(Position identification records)
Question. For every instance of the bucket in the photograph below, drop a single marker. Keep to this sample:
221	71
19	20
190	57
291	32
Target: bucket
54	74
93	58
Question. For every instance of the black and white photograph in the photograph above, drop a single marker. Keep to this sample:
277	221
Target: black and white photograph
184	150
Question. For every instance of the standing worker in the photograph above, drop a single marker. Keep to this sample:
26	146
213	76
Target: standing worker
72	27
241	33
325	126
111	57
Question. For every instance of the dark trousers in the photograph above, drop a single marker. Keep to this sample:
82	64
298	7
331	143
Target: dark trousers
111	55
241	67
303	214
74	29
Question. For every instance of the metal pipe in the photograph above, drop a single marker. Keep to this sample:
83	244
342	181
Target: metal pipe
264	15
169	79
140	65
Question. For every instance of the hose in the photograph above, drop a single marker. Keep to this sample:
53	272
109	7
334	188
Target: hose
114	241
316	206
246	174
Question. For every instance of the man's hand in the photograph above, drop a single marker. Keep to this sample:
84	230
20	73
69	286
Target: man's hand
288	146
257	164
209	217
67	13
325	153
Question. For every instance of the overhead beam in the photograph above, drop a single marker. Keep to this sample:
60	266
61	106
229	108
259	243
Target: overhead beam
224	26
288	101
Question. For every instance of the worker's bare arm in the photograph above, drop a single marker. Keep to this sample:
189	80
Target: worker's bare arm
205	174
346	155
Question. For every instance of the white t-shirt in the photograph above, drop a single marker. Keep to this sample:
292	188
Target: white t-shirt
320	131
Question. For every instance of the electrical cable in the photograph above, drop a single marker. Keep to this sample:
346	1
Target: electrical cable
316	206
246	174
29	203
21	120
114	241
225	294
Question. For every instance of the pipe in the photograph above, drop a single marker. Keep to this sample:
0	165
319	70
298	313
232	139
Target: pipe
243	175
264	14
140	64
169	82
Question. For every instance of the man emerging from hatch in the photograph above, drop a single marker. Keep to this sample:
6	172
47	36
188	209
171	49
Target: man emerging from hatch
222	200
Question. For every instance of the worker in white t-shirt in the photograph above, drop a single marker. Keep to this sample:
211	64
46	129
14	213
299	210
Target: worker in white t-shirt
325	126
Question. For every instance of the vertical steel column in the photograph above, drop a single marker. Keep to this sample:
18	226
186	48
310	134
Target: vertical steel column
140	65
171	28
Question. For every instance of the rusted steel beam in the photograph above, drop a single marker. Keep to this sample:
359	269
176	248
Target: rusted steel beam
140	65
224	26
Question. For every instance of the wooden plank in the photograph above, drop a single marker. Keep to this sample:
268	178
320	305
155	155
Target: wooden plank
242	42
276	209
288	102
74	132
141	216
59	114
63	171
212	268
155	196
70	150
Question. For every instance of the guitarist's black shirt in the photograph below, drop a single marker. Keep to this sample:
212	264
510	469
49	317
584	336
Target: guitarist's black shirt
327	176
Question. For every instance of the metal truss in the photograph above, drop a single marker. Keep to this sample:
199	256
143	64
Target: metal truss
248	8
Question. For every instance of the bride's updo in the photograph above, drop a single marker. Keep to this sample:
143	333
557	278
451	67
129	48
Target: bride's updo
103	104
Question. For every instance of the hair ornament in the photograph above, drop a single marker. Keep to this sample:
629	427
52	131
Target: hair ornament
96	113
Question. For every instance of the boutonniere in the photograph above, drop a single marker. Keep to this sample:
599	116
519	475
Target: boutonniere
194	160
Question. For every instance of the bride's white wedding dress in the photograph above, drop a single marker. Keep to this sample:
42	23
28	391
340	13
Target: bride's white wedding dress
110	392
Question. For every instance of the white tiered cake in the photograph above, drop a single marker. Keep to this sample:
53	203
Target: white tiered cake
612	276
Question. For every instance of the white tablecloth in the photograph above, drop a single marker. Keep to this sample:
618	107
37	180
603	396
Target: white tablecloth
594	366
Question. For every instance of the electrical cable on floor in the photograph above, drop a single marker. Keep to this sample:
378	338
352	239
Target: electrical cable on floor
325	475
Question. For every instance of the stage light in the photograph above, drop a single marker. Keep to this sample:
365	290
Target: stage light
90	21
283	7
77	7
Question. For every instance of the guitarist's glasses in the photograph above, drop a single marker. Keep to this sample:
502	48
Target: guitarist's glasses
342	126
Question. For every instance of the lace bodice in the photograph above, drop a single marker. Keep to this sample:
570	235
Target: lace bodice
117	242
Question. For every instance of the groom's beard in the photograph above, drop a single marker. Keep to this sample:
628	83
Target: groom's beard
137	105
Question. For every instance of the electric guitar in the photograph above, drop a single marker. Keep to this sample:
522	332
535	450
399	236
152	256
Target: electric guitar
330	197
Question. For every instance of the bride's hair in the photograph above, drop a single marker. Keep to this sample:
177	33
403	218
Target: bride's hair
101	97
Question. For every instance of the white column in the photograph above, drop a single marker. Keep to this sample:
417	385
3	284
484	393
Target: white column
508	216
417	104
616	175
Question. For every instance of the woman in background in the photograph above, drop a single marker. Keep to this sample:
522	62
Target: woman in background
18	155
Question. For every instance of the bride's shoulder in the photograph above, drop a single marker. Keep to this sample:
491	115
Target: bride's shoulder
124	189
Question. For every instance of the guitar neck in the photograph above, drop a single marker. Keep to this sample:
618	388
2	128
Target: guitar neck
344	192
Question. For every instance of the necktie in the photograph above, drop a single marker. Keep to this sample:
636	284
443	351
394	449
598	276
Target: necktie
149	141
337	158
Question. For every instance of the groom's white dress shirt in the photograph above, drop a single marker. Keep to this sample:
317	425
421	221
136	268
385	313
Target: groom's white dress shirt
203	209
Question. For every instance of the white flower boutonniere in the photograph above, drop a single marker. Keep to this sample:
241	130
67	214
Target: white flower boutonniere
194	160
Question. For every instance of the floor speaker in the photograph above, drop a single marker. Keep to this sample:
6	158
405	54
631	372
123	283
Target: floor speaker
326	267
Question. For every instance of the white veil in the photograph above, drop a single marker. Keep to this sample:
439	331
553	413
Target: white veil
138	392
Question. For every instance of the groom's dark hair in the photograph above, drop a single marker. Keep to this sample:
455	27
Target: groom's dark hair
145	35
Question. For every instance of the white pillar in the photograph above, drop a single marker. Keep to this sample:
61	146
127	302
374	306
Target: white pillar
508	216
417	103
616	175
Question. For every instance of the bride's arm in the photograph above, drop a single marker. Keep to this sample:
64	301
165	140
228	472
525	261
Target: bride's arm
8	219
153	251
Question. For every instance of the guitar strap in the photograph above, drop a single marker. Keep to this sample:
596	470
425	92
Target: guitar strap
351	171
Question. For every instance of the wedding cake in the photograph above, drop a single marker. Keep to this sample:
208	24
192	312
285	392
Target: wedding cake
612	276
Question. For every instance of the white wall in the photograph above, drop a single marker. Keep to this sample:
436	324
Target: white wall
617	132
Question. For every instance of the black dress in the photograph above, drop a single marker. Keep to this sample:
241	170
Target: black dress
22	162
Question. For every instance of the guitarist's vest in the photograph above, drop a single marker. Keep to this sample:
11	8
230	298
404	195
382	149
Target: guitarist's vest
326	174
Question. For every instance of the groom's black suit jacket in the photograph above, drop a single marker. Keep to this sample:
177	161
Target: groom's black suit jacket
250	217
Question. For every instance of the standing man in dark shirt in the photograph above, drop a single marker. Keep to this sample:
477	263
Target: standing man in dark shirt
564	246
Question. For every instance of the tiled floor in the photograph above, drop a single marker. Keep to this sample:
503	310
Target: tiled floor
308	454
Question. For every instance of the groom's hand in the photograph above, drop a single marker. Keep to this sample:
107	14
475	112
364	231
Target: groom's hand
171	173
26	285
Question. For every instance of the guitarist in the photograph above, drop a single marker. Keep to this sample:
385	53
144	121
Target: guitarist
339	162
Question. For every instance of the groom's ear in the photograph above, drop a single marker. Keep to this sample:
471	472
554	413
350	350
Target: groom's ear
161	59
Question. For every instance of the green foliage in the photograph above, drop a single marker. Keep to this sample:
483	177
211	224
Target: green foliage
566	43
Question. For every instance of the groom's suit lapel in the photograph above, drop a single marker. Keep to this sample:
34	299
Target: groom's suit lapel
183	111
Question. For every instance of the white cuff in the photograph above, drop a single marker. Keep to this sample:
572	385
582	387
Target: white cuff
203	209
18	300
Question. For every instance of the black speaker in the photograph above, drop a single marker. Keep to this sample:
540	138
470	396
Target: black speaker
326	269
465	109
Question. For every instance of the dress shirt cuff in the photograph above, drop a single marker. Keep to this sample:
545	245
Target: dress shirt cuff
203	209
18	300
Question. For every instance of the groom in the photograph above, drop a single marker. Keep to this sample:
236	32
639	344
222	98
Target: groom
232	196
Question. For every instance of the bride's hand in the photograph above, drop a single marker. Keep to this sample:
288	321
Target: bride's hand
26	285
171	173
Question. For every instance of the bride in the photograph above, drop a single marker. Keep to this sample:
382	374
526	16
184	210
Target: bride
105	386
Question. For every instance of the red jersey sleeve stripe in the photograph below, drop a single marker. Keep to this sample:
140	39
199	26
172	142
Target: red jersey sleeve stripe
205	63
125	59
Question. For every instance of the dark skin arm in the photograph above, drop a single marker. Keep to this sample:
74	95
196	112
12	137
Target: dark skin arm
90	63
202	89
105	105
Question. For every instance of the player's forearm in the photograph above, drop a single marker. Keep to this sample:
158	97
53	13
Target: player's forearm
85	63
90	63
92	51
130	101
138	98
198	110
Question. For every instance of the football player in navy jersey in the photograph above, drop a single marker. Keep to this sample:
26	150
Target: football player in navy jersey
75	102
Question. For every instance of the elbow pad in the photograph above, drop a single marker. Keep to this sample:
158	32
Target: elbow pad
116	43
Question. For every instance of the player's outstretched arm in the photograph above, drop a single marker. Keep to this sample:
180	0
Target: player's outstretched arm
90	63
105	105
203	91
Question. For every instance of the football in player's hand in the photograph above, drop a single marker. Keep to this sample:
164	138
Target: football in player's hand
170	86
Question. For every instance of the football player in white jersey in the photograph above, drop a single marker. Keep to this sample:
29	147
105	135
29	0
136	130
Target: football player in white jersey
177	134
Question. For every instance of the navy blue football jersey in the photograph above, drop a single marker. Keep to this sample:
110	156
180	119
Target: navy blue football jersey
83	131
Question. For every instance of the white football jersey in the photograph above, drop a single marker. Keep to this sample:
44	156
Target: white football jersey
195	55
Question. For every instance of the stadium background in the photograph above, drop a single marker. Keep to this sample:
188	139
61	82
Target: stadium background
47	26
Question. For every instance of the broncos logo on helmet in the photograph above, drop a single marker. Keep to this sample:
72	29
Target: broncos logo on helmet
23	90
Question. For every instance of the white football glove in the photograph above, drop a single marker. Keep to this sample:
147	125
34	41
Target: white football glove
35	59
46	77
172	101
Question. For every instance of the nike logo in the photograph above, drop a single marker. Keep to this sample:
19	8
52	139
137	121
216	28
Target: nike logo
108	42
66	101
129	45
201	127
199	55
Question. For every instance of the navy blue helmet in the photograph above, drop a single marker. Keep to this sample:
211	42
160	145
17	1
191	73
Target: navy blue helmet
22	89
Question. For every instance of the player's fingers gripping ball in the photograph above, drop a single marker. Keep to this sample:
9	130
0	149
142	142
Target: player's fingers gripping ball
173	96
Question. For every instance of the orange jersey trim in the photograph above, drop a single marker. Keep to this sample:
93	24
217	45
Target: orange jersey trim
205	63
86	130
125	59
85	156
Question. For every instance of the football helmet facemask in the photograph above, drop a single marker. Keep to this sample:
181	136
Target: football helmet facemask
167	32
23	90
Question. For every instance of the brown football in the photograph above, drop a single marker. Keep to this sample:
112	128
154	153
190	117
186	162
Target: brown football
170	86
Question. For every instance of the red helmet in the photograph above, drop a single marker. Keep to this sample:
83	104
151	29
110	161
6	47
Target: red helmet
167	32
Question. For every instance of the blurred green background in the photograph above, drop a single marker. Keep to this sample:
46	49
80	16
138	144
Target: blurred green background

- Task prompt:
Exactly as written, give the line containing "Question. For every instance of the navy blue helmet" and all remaining lines of the records.

- The output:
Question. For every instance of the navy blue helmet in the photograph above, drop a single marker. Keep to this sample:
211	42
160	145
17	1
191	73
Target: navy blue helmet
22	89
Question. For every instance of the player's fingers gripping ball in the photograph above, drop a single marker. Keep to this sample:
9	130
0	149
142	142
Target: player's fingers gripping ball
173	96
Question. For every instance of the orange jersey trim in the photograph above, drop a single marker. Keep to this sample:
93	24
217	45
Target: orange jersey trim
205	63
86	130
125	59
85	156
Question. For every instance of the football helmet facemask in the photograph above, drop a single marker. Keep to this sample:
181	136
Target: football helmet facemask
167	32
23	90
Question. For every instance of the brown football in the photograph above, drop a single marker. Keep to this sample:
112	128
154	153
190	117
186	162
Target: brown football
170	86
Question. For every instance of the red helmet in the photograph above, drop a single marker. Keep to this sample:
83	104
151	29
110	161
6	47
Target: red helmet
167	32
Question. For every instance of the blurred green background in the photograph above, drop a single marker. Keep to this sample:
46	49
80	16
138	144
Target: blurred green background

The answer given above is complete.